» **EXERCISE**
Repeat the listing in full, word for word.
[Start of section]
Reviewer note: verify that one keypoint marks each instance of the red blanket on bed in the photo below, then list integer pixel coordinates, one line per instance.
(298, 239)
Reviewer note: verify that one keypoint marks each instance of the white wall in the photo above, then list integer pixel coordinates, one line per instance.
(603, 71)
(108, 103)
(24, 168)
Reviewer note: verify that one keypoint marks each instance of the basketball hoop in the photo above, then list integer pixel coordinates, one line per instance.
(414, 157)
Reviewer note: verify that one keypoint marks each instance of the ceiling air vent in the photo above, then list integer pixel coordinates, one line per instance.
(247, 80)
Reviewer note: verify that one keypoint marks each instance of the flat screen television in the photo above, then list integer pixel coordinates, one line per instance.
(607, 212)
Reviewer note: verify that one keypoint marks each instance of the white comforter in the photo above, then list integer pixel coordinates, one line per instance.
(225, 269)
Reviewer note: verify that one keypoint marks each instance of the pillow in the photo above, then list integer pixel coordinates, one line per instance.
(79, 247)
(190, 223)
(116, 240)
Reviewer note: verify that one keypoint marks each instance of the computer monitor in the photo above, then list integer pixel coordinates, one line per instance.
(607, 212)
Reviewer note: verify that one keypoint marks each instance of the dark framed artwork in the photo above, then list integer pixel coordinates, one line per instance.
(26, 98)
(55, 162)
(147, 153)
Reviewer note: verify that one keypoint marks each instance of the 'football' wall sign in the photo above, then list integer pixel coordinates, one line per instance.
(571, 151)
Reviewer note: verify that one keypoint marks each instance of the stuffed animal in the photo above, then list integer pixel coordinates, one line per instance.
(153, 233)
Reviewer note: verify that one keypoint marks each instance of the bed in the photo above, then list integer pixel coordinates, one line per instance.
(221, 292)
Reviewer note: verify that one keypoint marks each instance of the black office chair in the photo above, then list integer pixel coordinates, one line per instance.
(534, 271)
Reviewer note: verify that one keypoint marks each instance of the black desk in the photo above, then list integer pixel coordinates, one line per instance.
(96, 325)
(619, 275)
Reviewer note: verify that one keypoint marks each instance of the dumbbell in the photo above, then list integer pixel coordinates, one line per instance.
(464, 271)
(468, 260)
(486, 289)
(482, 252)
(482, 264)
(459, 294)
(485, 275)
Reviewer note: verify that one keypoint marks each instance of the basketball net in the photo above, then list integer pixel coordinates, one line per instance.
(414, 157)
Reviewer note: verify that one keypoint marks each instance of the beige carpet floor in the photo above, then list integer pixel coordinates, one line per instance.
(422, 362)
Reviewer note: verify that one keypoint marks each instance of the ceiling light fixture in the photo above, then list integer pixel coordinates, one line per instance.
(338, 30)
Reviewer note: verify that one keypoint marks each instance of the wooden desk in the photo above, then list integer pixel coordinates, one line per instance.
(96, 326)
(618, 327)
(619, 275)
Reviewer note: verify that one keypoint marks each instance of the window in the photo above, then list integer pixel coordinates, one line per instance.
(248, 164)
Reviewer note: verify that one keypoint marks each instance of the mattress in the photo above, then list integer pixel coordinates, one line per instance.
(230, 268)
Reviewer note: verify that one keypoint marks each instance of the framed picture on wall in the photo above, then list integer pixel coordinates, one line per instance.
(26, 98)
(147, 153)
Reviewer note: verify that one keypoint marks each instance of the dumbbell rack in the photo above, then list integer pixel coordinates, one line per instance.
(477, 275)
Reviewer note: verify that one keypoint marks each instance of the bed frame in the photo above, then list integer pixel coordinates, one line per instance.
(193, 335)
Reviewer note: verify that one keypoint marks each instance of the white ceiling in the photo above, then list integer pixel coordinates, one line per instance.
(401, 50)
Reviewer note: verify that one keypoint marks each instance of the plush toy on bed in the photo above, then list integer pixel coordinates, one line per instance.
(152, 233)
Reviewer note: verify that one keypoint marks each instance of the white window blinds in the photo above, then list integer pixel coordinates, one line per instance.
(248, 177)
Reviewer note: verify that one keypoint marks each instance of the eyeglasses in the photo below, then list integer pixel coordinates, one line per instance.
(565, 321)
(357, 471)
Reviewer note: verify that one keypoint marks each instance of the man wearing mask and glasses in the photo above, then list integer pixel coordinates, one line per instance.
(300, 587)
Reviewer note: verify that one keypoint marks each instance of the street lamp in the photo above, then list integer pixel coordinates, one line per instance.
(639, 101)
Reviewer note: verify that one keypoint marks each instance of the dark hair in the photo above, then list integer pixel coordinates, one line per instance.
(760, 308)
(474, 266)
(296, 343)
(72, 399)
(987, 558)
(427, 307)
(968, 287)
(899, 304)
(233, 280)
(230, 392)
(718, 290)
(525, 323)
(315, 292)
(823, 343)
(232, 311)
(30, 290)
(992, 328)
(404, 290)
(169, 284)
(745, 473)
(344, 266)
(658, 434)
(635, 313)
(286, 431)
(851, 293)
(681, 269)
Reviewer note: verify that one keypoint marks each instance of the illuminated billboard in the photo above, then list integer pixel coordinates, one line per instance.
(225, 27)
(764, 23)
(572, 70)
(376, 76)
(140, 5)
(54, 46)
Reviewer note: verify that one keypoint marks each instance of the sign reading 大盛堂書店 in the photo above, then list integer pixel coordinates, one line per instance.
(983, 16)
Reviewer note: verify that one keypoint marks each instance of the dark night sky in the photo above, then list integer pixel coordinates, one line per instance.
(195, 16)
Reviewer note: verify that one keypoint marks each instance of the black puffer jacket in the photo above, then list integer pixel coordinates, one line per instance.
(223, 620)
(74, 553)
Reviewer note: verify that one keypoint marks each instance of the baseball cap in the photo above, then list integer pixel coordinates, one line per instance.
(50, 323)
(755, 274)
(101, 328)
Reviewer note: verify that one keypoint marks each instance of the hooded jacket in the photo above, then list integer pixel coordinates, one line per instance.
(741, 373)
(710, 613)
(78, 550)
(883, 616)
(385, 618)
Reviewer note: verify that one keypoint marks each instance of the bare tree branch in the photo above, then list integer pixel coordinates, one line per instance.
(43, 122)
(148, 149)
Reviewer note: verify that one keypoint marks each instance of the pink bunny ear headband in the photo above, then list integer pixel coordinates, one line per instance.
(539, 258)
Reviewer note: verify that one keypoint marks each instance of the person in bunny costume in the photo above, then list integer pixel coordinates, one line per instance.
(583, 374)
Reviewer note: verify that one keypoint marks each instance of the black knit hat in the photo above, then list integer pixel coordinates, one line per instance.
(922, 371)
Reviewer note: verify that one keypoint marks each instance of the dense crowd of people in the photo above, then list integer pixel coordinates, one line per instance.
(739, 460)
[End of section]
» **WRITTEN ANSWER**
Reviewer note: verify that one keypoint marks each instance of the red blanket on bed in the photo below, then list integer pixel coordinates, one line per instance.
(298, 239)
Reviewer note: verify that one keypoint marks each instance of the white wall in the photo above, then list integer pixel coordinates, one line per instance.
(603, 71)
(108, 103)
(24, 168)
Reviewer note: verify that one keypoint marks each instance of the basketball hoop in the photo above, then list integer pixel coordinates, one line per instance.
(414, 157)
Reviewer note: verify that one keypoint marks each instance of the ceiling air vent in the photo above, then list integer pixel coordinates, one line per instance.
(247, 80)
Reviewer note: verify that one keypoint marks each instance of the flat screen television in the photo above, then list integer pixel coordinates, one line per instance.
(607, 212)
Reviewer note: verify that one keypoint marks each instance of the white comforter in the photo above, then list integer pixel coordinates, one line per instance.
(225, 269)
Reviewer note: verify that one keypoint marks each instance of the pillow in the photo above, then list integer pixel coordinates, one line per instance.
(79, 247)
(190, 223)
(116, 240)
Reviewer note: verify that one keypoint marks each instance of the computer monitor in the photo above, then list integer pixel coordinates, one line per instance.
(607, 212)
Reviewer note: verify that one keypoint marks each instance of the dark framed artwork in the photo above, then list integer pixel coordinates, one line per instance.
(26, 98)
(55, 162)
(147, 153)
Reviewer note: verify that one keypoint marks each instance of the 'football' wall sign in the photo above, then list integer pixel coordinates, one line per instance.
(571, 151)
Reviewer note: verify that one keypoint marks each instance of the stuffed animal in the photo above, then list integer pixel coordinates, one line per instance.
(153, 233)
Reviewer note: verify that one keypoint marks each instance of the bed in the photo above, then list integer pixel coordinates, one line per instance.
(221, 292)
Reviewer note: verify that one keypoint marks each instance of the black office chair in the photo above, then list integer pixel coordinates, one line per instance.
(534, 271)
Reviewer note: verify that one keypoint marks each instance of the black desk in the photo above, then list integer pixel coordinates, one line per instance.
(96, 325)
(619, 275)
Reviewer note: verify that one keypoint marks each instance of the dumbbell in the photo above, then list integer pixel coordinates, one line per instance.
(464, 271)
(468, 260)
(486, 289)
(482, 252)
(482, 264)
(459, 294)
(485, 275)
Reviewer note: verify that one keypoint marks each instance of the basketball net in the photo above, then list integer pixel coordinates, one line per instance.
(414, 157)
Reviewer note: verify that one keypoint marks each instance of the beige carpet floor in the photo above, then list integer pixel coordinates, one line per instance.
(422, 362)
Reviewer note: verify that one keypoint marks each instance of the ceiling light fixture in the photo above, then list integer pixel coordinates, one line per instance.
(338, 30)
Reviewer note: verify that one keypoint marks each instance of the wooden desk in the photo above, then list integer pixel coordinates, one line per instance.
(96, 326)
(618, 327)
(619, 275)
Reviewer note: verify that one keypoint marks each instance of the window in the photo above, then list integer pixel coordinates, one line per instance.
(248, 164)
Reviewer note: verify that one keypoint marks each instance of the mattress in the photo above, then list integer pixel coordinates, one line per instance.
(230, 268)
Reviewer note: verify that one keypoint marks each instance of the framed picture on wall in the photo above, then list integer pixel coordinates, one line per instance.
(26, 98)
(147, 153)
Reviewer note: verify that one keypoint marks each instance of the dumbbell rack in the photo above, then list integer pixel coordinates, one line per instance.
(477, 275)
Reviewer note: verify that one keypoint marks each instance of the bed frame in the photo above, then list integer pixel coordinates, one line per instance.
(193, 335)
Reviewer note: verify that one keypoint marks each instance of the white ceiling in the photo above, then list integer pixel coordinates, one line per instance.
(401, 50)
Reviewer note: verify that one keypoint marks each instance of the plush toy on bed in the photo above, then list integer pixel coordinates, one line per instance.
(152, 233)
Reviewer note: verify that one keypoint marks each instance of the white window blinds in the photo above, then list integer pixel coordinates, one line per instance.
(248, 177)
Reviewer note: verify that one keypoint marks each instance of the eyeglasses in the photo below, then list integer pixel coordinates, one line per instance.
(565, 321)
(357, 471)
Reviewer note: verify that one keypoint marks each instance of the man wearing mask and glasses in the photo above, then list integer pixel coordinates, one line per instance.
(300, 587)
Reviewer note: verify that one keypoint marks each instance of the street lamp in the photo above, then list integer pixel coordinates, one line per instance.
(639, 101)
Reviewer note: verify that one keypoint marks each instance of the dark hair in the photo above, then list integer pixel coordinates, one line per instance.
(760, 308)
(474, 266)
(296, 343)
(72, 399)
(987, 558)
(427, 307)
(968, 287)
(899, 304)
(233, 280)
(230, 392)
(718, 290)
(525, 323)
(315, 292)
(823, 343)
(232, 311)
(30, 290)
(992, 328)
(404, 290)
(169, 284)
(745, 473)
(344, 266)
(658, 434)
(635, 313)
(286, 431)
(851, 293)
(681, 269)
Reviewer note: verify that one keypoint marks each instance of the illuminated billboard in the photo above, then list integer pixel coordinates, one line per instance.
(225, 27)
(764, 23)
(572, 70)
(376, 76)
(140, 5)
(54, 46)
Reviewer note: verify that one keypoint marks each instance of the sign reading 大盛堂書店 in the photo above, then list integer pixel coordinates, one line per instance.
(983, 16)
Reviewer note: verify that one keypoint marks each instance of the dark night sky in the photo above, then list integer pixel coordinates, one line per instance.
(195, 16)
Reviewer note: verify that one keypoint marks each instance of the black puffer jacket in the photo above, then list integer pixel coordinates, one line per instance.
(223, 620)
(74, 553)
Reviewer note: verify that one keypoint marks each instance of the baseball cap in the photo above, then list integer pixel coordinates, one line per instance.
(50, 323)
(755, 274)
(101, 328)
Reviewer note: verify that one keypoint marks each instance of the hooded jacket in the photo above, then list integer pixel coordinates, one line per instance.
(741, 373)
(710, 613)
(78, 550)
(883, 616)
(385, 618)
Reviewer note: verify that one keypoint marks each instance of the bare tree branch in the photo above, then list integer pixel coordinates, one line per instance.
(43, 122)
(148, 149)
Reviewer note: verify that one keypoint marks each instance of the pink bunny ear headband in the photo above, then list integer pixel coordinates, one line per instance.
(539, 258)
Reviewer note: verify that one keypoint marks each instance of the person in bunny costume in the photo above, then list integer pixel coordinates, one line per instance.
(583, 374)
Reviewer note: verify that one keypoint marks each instance of the black knit hat in the photo above, then list integer pixel coordinates, one line per instance.
(922, 371)
Reviewer note: verify that one keypoint marks each instance of the dense crowd of people in the photo above, then list integer pixel coordinates, one line per instance.
(739, 460)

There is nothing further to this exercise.